This guy (Phil Wang, https://github.com/lucidrains) seems to have the hobby to just implement all models and papers he finds interesting. See his GitHub page. He has 228 repos, and most of them are some implementation of some machine learning paper. Some of those repos are quite popular.
The project README thanks "Stability.ai for the generous sponsorship to work and open source cutting edge artificial intelligence research", so it's not necessarily just a hobby (though it's possible they just provide compute resources).
Phil's homepage [1] links to a form [2] where you can suggest a paper for him to implement.
I don't understand how this got so many upvotes. It takes only one minute to read the code and realize that the model is not yet completely implemented. Sometimes I have the feeling that people upvote posts without even reading them...
Of course, it's good work, and knowing lucidrains trajectory it's probably going to be implemented in the following days/weeks. But I wonder how many people have at least opened the link before upvoting it.
This question is a tangent to your work. Having never used music LMs, and only being cursorily aware of them - how do you keep up with the sota in your field?

● DATASET:

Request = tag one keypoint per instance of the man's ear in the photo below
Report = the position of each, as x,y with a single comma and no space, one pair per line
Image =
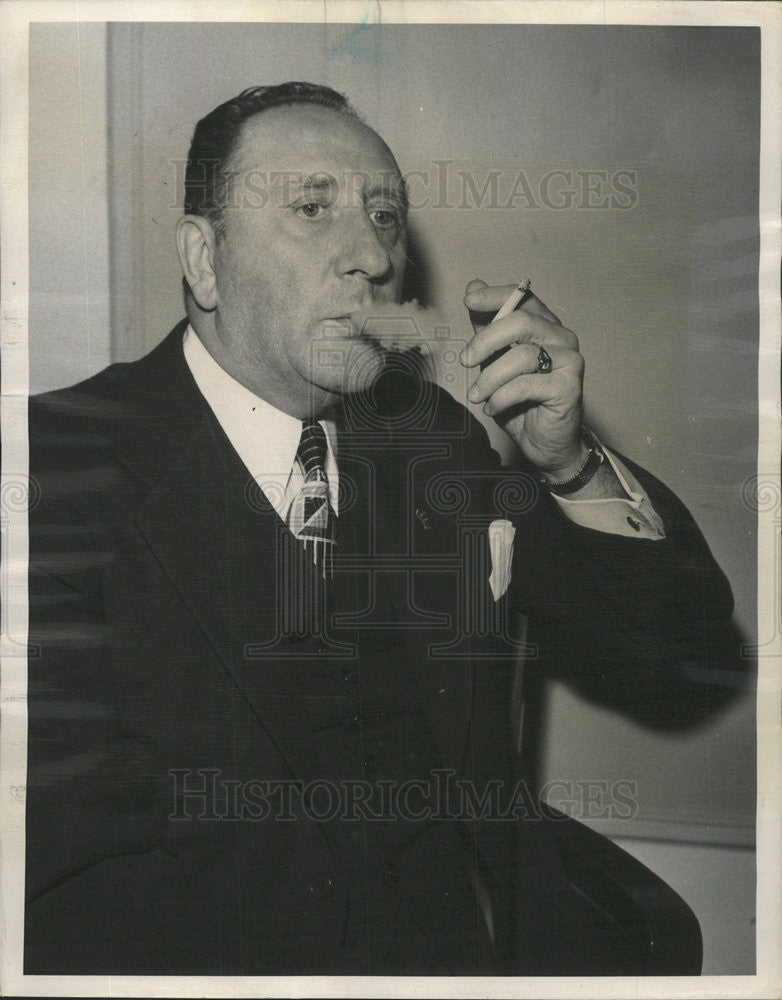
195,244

...

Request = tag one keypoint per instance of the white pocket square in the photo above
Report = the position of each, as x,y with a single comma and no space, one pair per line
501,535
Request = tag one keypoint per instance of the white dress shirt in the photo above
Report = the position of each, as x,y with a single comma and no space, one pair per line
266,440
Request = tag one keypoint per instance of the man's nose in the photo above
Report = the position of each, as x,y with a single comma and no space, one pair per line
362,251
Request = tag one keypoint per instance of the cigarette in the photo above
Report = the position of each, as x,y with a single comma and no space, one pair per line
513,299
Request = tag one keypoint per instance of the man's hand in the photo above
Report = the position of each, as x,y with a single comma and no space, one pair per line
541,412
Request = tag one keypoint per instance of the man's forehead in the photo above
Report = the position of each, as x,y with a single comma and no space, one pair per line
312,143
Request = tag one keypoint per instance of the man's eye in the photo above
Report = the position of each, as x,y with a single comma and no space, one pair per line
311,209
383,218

...

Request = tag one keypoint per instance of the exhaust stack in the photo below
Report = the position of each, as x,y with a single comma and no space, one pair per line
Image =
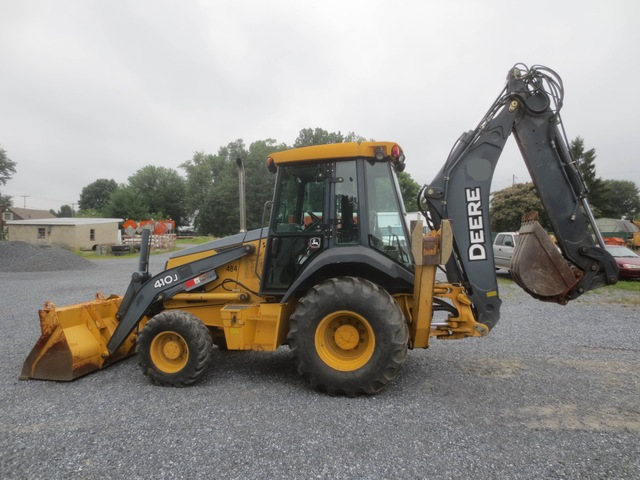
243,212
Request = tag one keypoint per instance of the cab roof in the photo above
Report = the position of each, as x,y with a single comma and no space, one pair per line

● ASSIGNMENT: Reproduce the forum thread from "I don't understand" to "before upvoting it.", swapping "lucidrains" for "Phil Wang".

● EXERCISE RESULT:
I don't understand how this got so many upvotes. It takes only one minute to read the code and realize that the model is not yet completely implemented. Sometimes I have the feeling that people upvote posts without even reading them...
Of course, it's good work, and knowing Phil Wang trajectory it's probably going to be implemented in the following days/weeks. But I wonder how many people have at least opened the link before upvoting it.